#### What you should do:
Repeat exactly the lines of the listing from the line containing "Exercise. Mark the child's hand" through its last line, and nothing beyond them.

#### Records shown:
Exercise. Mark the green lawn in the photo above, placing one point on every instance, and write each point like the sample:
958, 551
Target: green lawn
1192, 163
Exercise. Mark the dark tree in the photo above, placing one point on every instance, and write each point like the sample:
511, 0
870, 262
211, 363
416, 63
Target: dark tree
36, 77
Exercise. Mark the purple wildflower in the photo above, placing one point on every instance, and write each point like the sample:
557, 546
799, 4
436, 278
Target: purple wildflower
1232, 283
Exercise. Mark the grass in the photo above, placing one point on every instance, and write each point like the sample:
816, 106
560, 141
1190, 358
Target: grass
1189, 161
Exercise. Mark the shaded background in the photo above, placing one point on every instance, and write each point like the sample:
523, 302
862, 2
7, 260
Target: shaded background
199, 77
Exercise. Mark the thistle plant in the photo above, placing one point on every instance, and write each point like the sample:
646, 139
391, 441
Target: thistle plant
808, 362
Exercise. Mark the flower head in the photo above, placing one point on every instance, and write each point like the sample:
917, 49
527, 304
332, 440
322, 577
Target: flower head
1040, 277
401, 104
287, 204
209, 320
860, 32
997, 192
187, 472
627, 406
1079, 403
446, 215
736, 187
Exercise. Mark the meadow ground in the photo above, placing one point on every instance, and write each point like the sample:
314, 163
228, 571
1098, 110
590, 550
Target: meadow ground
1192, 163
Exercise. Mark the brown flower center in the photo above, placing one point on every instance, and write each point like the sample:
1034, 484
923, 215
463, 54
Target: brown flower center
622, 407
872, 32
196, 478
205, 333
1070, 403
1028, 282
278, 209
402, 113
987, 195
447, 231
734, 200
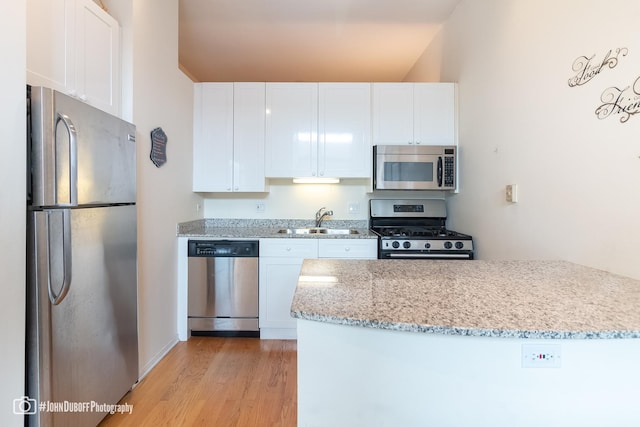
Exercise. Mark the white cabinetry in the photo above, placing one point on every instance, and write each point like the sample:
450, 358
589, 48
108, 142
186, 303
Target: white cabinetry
348, 248
414, 113
280, 262
318, 130
73, 46
228, 148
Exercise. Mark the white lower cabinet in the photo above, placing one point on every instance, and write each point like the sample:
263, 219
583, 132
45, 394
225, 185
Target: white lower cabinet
280, 262
348, 248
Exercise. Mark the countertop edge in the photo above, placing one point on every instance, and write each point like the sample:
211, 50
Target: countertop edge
468, 332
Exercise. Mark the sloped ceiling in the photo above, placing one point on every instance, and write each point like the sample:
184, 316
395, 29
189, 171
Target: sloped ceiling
305, 40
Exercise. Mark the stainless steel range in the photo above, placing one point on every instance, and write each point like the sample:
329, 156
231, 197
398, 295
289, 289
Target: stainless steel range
411, 229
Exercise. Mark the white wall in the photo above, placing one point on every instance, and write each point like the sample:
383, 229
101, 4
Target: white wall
12, 207
160, 96
520, 123
286, 200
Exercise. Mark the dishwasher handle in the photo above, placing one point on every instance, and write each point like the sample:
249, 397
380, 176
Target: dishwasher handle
223, 248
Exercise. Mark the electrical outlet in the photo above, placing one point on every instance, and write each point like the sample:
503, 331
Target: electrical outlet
511, 193
541, 355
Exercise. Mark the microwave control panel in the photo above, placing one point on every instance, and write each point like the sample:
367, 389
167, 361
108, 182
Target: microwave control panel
449, 172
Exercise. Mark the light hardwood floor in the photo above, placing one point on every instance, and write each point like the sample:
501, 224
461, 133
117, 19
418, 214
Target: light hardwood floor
217, 382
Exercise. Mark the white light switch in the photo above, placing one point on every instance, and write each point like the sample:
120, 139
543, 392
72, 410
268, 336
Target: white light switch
512, 193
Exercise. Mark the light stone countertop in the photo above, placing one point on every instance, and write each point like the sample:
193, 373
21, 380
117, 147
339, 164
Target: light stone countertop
267, 228
510, 299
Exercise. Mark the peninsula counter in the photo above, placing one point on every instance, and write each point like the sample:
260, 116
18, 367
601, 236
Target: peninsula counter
450, 343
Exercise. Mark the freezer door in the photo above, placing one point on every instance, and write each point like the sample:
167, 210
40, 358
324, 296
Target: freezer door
80, 155
83, 346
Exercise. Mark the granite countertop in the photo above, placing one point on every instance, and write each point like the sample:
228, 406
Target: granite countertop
265, 228
510, 299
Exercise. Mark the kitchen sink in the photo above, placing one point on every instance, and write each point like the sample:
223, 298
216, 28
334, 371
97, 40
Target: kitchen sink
318, 230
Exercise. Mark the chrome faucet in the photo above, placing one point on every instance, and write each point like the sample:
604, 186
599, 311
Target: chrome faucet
320, 215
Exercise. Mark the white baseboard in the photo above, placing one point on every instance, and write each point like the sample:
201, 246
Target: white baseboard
157, 357
278, 333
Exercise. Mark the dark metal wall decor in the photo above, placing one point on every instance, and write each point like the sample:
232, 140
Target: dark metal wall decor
625, 102
158, 147
586, 68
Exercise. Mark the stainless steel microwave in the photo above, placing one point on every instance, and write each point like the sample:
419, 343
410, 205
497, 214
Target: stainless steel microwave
414, 167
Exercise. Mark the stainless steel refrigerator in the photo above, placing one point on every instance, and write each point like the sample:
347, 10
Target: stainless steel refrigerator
82, 342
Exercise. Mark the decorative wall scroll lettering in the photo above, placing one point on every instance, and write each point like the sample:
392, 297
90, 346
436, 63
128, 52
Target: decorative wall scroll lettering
586, 68
625, 102
158, 147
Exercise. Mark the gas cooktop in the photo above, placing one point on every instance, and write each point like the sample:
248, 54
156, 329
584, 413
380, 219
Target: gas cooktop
416, 229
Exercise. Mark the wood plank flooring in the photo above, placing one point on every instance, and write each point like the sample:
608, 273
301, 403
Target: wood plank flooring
219, 382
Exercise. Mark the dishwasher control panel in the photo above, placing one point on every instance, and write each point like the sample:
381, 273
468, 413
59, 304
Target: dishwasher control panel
223, 248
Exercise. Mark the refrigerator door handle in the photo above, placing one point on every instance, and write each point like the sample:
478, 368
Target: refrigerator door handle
73, 157
66, 257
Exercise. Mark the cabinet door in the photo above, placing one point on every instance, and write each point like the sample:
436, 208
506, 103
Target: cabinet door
344, 130
280, 262
213, 137
97, 66
348, 248
392, 113
291, 130
50, 35
435, 113
248, 136
278, 278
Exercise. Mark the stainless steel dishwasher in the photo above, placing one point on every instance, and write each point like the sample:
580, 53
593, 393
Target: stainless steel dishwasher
223, 287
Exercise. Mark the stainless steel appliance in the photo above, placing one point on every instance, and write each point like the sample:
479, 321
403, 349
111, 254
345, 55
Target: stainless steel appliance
410, 229
223, 287
82, 343
414, 167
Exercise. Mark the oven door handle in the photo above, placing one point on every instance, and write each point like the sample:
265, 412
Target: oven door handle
440, 256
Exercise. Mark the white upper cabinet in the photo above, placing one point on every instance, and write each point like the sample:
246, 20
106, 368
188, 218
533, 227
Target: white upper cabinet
228, 147
291, 143
344, 129
318, 130
73, 46
414, 113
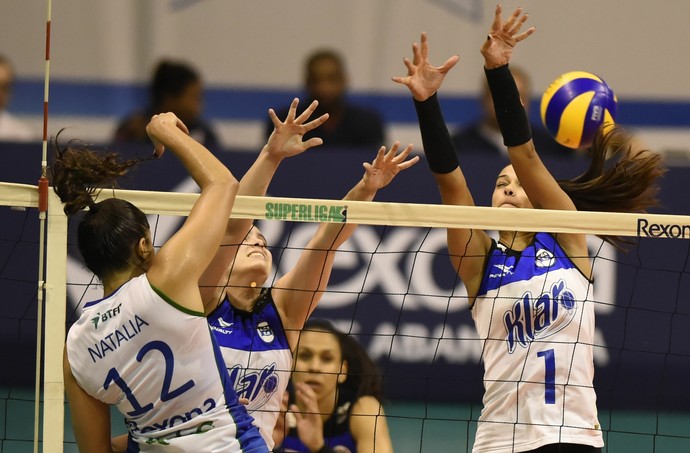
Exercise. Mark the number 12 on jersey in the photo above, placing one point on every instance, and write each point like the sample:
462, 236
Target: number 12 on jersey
549, 376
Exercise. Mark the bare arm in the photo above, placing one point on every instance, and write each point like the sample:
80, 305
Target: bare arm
90, 417
369, 427
285, 141
540, 186
467, 247
297, 293
179, 263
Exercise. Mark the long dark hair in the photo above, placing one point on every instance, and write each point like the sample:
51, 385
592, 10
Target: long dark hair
363, 377
111, 229
622, 177
171, 78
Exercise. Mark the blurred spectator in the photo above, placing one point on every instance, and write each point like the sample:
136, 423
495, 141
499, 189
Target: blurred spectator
11, 129
484, 136
325, 80
176, 87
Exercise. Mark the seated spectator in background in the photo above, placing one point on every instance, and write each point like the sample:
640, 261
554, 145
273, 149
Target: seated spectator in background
348, 124
176, 87
335, 402
484, 136
11, 129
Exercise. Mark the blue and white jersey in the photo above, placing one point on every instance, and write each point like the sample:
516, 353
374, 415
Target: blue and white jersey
535, 318
257, 354
158, 363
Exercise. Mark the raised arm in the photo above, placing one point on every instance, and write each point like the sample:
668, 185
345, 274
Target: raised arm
176, 268
540, 186
298, 292
467, 247
285, 141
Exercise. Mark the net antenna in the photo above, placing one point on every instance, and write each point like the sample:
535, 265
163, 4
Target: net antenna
42, 214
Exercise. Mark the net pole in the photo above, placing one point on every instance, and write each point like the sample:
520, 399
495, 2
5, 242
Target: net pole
42, 212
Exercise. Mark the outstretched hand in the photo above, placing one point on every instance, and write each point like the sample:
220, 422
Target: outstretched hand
503, 37
387, 165
286, 138
422, 78
159, 126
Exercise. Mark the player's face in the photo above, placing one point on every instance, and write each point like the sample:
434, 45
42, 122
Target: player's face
253, 253
508, 193
326, 82
188, 105
6, 80
319, 362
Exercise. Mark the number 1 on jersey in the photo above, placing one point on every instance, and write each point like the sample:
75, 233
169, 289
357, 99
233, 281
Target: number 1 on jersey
549, 376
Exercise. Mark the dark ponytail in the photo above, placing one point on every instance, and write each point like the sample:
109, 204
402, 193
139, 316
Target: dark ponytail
363, 376
111, 229
622, 177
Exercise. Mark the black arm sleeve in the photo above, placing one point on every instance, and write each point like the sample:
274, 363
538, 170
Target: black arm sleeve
510, 113
438, 146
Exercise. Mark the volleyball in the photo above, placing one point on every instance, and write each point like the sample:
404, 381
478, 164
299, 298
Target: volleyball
575, 105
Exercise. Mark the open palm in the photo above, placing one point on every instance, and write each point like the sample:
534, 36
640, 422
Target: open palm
286, 138
387, 165
422, 78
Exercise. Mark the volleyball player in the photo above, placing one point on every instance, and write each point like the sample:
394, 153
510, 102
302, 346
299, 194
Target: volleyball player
530, 293
146, 347
257, 328
336, 402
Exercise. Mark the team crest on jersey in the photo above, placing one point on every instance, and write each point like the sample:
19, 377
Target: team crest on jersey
503, 271
544, 258
265, 332
257, 386
539, 317
224, 324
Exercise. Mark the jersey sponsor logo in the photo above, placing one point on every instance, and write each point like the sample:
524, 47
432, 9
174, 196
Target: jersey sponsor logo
662, 230
256, 385
532, 318
544, 258
115, 339
306, 212
102, 318
265, 332
173, 421
503, 271
225, 327
224, 324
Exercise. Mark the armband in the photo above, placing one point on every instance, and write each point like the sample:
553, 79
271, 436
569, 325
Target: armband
510, 113
438, 146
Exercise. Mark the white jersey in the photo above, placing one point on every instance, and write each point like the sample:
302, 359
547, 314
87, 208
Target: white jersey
157, 362
535, 318
258, 357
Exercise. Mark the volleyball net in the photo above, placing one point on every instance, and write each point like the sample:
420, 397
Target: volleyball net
394, 289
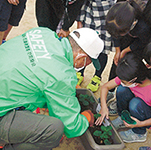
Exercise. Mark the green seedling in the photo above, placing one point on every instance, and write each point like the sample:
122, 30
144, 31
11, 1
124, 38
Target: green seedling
97, 133
125, 115
85, 103
107, 130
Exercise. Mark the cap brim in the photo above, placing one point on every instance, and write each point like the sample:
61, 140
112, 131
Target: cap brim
96, 63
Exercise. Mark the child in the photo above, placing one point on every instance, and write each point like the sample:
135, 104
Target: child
93, 14
129, 29
133, 94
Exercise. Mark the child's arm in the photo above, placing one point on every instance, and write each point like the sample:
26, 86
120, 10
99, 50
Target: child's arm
103, 95
138, 123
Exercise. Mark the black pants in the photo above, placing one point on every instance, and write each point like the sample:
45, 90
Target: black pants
49, 13
103, 61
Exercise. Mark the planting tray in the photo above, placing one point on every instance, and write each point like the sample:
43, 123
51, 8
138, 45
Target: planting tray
87, 139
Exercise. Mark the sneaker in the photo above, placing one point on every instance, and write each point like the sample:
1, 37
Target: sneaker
79, 77
129, 136
113, 108
118, 123
145, 148
94, 84
110, 97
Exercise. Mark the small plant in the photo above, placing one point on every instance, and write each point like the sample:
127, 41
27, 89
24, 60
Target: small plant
103, 135
96, 116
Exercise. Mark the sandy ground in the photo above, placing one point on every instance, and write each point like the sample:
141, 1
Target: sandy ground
29, 21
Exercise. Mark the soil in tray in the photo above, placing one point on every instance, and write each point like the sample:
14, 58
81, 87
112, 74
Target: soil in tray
86, 102
101, 134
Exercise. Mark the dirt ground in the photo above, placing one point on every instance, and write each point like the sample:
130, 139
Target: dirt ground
29, 21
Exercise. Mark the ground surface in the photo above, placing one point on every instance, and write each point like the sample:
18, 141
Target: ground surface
29, 21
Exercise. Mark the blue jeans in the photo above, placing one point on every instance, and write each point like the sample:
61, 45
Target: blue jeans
126, 100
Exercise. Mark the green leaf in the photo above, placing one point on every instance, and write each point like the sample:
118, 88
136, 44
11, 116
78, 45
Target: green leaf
97, 116
97, 133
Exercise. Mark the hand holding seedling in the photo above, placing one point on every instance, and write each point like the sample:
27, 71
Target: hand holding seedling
138, 123
104, 114
89, 115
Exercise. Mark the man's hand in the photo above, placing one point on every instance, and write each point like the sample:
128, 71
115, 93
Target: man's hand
89, 115
138, 123
116, 58
63, 33
14, 2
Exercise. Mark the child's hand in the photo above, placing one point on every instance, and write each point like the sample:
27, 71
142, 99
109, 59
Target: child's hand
138, 123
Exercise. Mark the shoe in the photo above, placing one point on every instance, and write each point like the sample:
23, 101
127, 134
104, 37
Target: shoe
118, 123
129, 136
113, 108
79, 77
94, 84
110, 97
145, 148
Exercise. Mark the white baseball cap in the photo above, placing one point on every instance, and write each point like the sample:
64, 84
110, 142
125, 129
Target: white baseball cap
90, 43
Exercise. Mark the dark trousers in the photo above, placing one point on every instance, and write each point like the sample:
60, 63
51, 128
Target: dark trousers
126, 100
49, 13
24, 130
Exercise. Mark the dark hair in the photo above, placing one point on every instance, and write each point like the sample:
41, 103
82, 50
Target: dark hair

#### Exercise output:
Exercise. Mark the child's hand in the photo above, placing one point on every instance, and write each point like the sample:
27, 71
142, 99
109, 59
Target: child's hand
138, 123
Exercise. Mark the shoe in the photo above, placing one point on every instance, and write each point like the sample:
23, 101
127, 134
104, 37
Target: shoe
118, 123
129, 136
113, 108
79, 77
94, 84
110, 97
145, 148
Exercise. Mark the white baseball cap in the photo above, placing one point on every instance, and write each point like the sample:
64, 84
110, 142
125, 129
Target: white baseball cap
90, 43
Exercise. Mark the dark trousers in the photo above, placing one point on every instance, and write each point like the sample:
60, 63
51, 128
Target: dark trousers
126, 100
49, 13
24, 130
Exercise. Mark the dark hair in the photo above, placing one point on every instance, and write each point like the sample:
41, 103
82, 50
Target: dark hair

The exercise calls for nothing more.